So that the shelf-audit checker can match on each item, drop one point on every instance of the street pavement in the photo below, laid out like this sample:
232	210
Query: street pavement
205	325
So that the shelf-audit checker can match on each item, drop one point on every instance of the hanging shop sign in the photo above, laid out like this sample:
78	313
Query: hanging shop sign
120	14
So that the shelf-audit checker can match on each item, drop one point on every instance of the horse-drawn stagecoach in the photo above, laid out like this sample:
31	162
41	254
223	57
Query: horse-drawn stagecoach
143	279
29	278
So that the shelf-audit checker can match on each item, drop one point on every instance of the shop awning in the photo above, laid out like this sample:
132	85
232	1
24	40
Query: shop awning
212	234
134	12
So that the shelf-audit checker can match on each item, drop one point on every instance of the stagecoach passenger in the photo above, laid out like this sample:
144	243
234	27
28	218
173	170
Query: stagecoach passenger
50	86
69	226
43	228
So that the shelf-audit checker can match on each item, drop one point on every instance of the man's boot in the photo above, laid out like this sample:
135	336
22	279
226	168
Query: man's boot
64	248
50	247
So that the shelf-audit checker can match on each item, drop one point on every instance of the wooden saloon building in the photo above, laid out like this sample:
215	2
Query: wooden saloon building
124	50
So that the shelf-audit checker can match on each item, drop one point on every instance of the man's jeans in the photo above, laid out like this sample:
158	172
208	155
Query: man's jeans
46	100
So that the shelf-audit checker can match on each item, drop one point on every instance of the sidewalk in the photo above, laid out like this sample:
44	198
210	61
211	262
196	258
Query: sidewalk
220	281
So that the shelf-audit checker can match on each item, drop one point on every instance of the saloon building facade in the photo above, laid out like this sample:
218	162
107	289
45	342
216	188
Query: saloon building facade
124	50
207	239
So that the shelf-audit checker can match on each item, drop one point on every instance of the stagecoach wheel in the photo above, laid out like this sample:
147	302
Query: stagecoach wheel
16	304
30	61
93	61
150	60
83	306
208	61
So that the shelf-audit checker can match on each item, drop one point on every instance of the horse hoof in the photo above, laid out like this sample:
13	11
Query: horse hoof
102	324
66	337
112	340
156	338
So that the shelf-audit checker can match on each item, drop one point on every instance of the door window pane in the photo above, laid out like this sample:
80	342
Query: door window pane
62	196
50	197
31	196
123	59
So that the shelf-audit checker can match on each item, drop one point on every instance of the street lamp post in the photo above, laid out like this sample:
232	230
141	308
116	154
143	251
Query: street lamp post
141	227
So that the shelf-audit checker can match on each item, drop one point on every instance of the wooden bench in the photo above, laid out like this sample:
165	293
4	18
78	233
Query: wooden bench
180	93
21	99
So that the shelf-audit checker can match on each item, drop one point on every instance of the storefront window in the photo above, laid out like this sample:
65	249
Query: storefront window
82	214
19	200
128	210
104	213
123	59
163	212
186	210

━━━━━━━━━━━━━━━━

PROMPT: Produce a verbatim transcription of the entries above.

WRITTEN SOLUTION:
So that the shelf-audit checker can match on each item, drop one point on every instance of the street pavement in the photo below, laid out like this sample:
232	210
Query: street pavement
205	325
So that the shelf-audit checker can match on each item, drop one point on every instance of the hanging shop sign in the photo above, laid out like this sample:
78	313
Query: hanging shop sign
120	14
So that the shelf-audit checker can match on each item, drop one point on every instance of the horse-drawn stagecoach in the photo above, laid out like this sample:
31	162
41	254
223	57
Query: horse-drawn stagecoach
143	279
29	278
So that the shelf-audit checker can match on each item, drop one point on every instance of the shop awning in the photo above, laid out like this sample:
132	85
232	1
24	40
Query: shop awning
212	234
134	12
So that the shelf-audit checker can match on each item, drop one point on every instance of the stagecoach passenger in the photo above, laid out like this sample:
144	243
234	27
28	218
173	170
Query: stagecoach passenger
50	86
69	226
43	228
So that the shelf-audit checker can match on each item, drop one point on every instance of the man's boot in the photo above, laid out like this sample:
135	336
22	279
226	168
Query: man's boot
64	248
50	247
So that the shelf-audit checker can match on each item, drop one point on every instance of the wooden saloon building in the photo above, laid out like this sample:
215	2
Query: wooden saloon building
124	50
So that the shelf-audit checker can match on each item, drop one point on every instance of the man's jeans in the photo above, laid out like this sample:
158	172
208	155
Query: man's jeans
46	100
So that the shelf-audit checker can match on each item, drop one point on every instance of the sidewalk in the photo above, laid out like this sample:
44	198
210	61
211	262
196	258
Query: sidewalk
220	281
So that the shelf-audit checker can match on each item, drop one point on every instance of the saloon building facade in the photo above, laid out like this sample:
218	162
107	289
45	342
216	188
Query: saloon building facade
124	50
207	239
So that the shelf-audit checker can match on each item, drop one point on every instance of the stagecoach wheel in the photo above, laid out like this sample:
147	302
Query: stagecoach wheel
16	304
30	61
93	61
150	60
83	306
208	61
So that the shelf-audit checker can match on each item, drop one point on every instance of the horse hoof in the photo above, laid out like this sample:
13	11
Query: horse hoof
102	324
66	337
112	340
156	338
So that the shelf-audit checker can match on each item, drop one point on every instance of the door window pane in the photo above, laid out like this sample:
80	342
Query: door window pane
62	196
50	197
31	196
123	59
So that the shelf-audit checker can match on each item, drop one point on every instance of the street lamp post in the photo above, laid out like this sample:
232	230
141	308
116	154
143	251
Query: street lamp post
141	227
So that the shelf-audit checker can match on each item, drop one point on every instance of the wooden bench in the photo above, laid out like this sample:
165	293
4	18
78	233
Query: wooden bench
180	93
21	99
So that the shelf-audit checker can match on each item, drop one point on every instance of the storefront window in the photo above, laid out like this sample:
65	249
Query: storefront window
82	214
19	200
128	210
104	213
123	59
163	212
186	210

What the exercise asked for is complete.